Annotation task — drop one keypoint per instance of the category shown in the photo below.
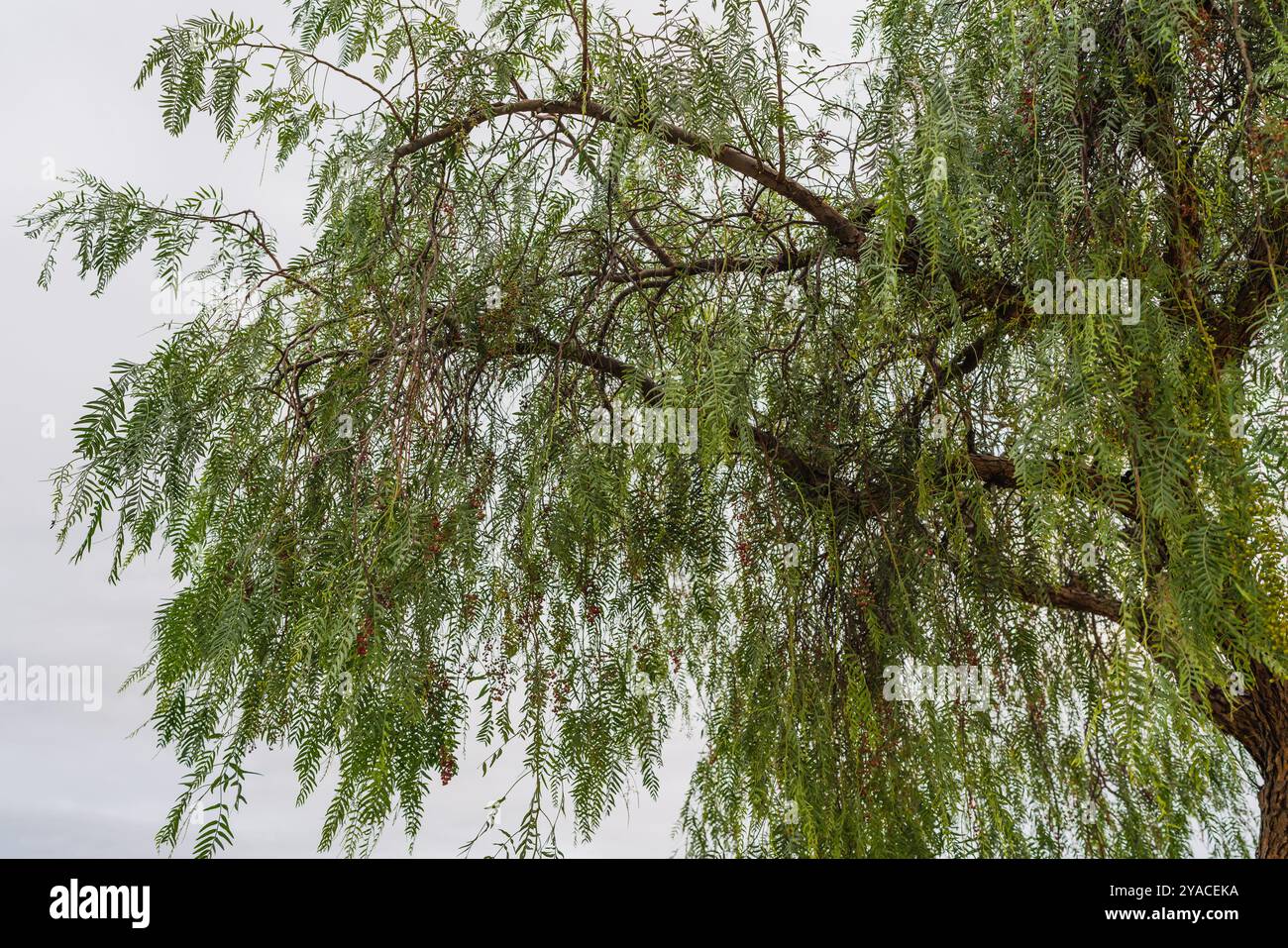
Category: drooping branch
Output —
(841, 228)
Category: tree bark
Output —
(1273, 800)
(1260, 723)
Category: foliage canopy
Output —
(373, 468)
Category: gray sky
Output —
(75, 784)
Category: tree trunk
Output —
(1273, 800)
(1260, 723)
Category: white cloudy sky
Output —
(75, 784)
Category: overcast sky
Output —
(75, 784)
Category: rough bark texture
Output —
(1260, 721)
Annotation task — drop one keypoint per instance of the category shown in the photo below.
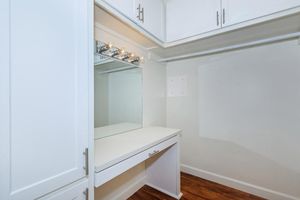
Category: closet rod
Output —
(234, 47)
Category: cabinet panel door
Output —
(237, 11)
(126, 7)
(191, 17)
(48, 96)
(153, 17)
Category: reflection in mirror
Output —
(118, 96)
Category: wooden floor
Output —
(194, 188)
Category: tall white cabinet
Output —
(191, 17)
(44, 97)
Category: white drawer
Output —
(117, 169)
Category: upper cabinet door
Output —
(191, 17)
(126, 7)
(47, 75)
(237, 11)
(150, 14)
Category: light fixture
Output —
(107, 49)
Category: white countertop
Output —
(113, 149)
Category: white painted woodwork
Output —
(191, 17)
(127, 7)
(45, 96)
(154, 17)
(76, 191)
(163, 171)
(117, 154)
(237, 11)
(4, 100)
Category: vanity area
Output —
(121, 142)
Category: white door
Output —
(44, 96)
(152, 17)
(237, 11)
(191, 17)
(126, 7)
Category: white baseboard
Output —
(165, 192)
(240, 185)
(131, 189)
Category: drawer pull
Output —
(153, 153)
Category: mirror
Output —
(117, 96)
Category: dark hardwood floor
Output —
(194, 188)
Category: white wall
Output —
(154, 108)
(240, 114)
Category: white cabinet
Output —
(44, 96)
(151, 16)
(126, 7)
(237, 11)
(191, 17)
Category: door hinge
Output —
(86, 156)
(86, 193)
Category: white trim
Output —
(234, 47)
(165, 192)
(237, 184)
(90, 42)
(119, 36)
(131, 189)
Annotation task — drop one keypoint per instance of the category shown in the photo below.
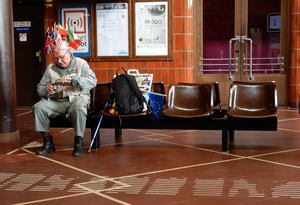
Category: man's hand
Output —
(50, 89)
(64, 79)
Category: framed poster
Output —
(112, 29)
(151, 34)
(77, 17)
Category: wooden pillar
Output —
(8, 125)
(294, 76)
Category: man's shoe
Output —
(78, 147)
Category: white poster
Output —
(77, 20)
(112, 29)
(151, 28)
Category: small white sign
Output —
(22, 24)
(23, 36)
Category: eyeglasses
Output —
(60, 57)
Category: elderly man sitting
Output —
(64, 89)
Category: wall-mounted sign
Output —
(112, 29)
(77, 17)
(22, 24)
(151, 31)
(23, 37)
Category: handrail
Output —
(264, 63)
(216, 70)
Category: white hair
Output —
(65, 46)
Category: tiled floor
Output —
(155, 167)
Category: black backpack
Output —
(126, 94)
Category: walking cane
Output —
(98, 126)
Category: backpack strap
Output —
(117, 72)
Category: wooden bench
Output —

■ **What to do**
Omit the pictures and print the listing exactly.

■ **Answer section**
Annotation task — drop one keypoint per instance of the category shown in the photo below.
Category: drooping branch
Output —
(841, 228)
Category: tree bark
Output —
(1273, 800)
(1260, 723)
Category: foliage canopy
Output —
(373, 468)
Category: gray sky
Output —
(75, 784)
Category: tree trunk
Output —
(1273, 800)
(1260, 723)
Category: white cloudy sky
Output —
(75, 784)
Category: overcast sky
Output —
(75, 784)
Category: rough bark texture
Output —
(1260, 721)
Annotation task — drop one keypoint per instance of the category shown in the photo below.
Category: closet rod
Output —
(234, 47)
Category: cabinet panel door
Output —
(237, 11)
(126, 7)
(191, 17)
(48, 96)
(153, 17)
Category: reflection in mirror
Output —
(118, 96)
Category: wooden floor
Output —
(194, 188)
Category: tall white cabinet
Output —
(191, 17)
(44, 97)
Category: white drawer
Output —
(117, 169)
Category: upper cabinet door
Output —
(191, 17)
(126, 7)
(47, 75)
(237, 11)
(150, 14)
Category: light fixture
Output —
(107, 49)
Category: white countertop
Output —
(113, 149)
Category: white painted woodwork
Output —
(191, 17)
(127, 7)
(45, 96)
(154, 17)
(76, 191)
(163, 171)
(117, 154)
(237, 11)
(4, 100)
Category: vanity area
Output —
(121, 142)
Category: white door
Output —
(44, 96)
(152, 17)
(237, 11)
(191, 17)
(126, 7)
Category: white baseboard
Output —
(165, 192)
(240, 185)
(131, 189)
Category: drawer pull
Output —
(153, 153)
Category: mirror
Output —
(117, 96)
Category: dark hardwood floor
Output —
(194, 188)
Category: white wall
Output —
(154, 108)
(240, 114)
Category: white cabinet
Output —
(44, 96)
(151, 16)
(126, 7)
(237, 11)
(191, 17)
Category: door hinge
Output —
(86, 156)
(86, 193)
Category: white trim
Output —
(234, 47)
(165, 192)
(237, 184)
(90, 42)
(119, 36)
(131, 189)
Annotation task — drop one keypoint per instance of the category shown in the photo below.
Category: man's hand
Output —
(50, 89)
(64, 79)
Category: framed poster
Output —
(112, 29)
(151, 34)
(77, 17)
Category: wooden pillar
Output —
(8, 125)
(294, 76)
Category: man's shoe
Output —
(78, 147)
Category: white poster
Output —
(77, 20)
(112, 29)
(151, 28)
Category: small white sign
Output —
(22, 24)
(23, 36)
Category: eyeglasses
Output —
(60, 57)
Category: elderly man sitting
Output —
(64, 89)
Category: wall-mounted sign
Output —
(112, 29)
(77, 17)
(22, 24)
(151, 31)
(23, 37)
Category: handrail
Output —
(264, 63)
(216, 70)
Category: white hair
Output —
(65, 46)
Category: tiled floor
Output —
(155, 167)
Category: black backpack
Output —
(126, 94)
Category: walking cane
Output —
(98, 126)
Category: backpack strap
Output —
(117, 72)
Category: wooden bench
Output —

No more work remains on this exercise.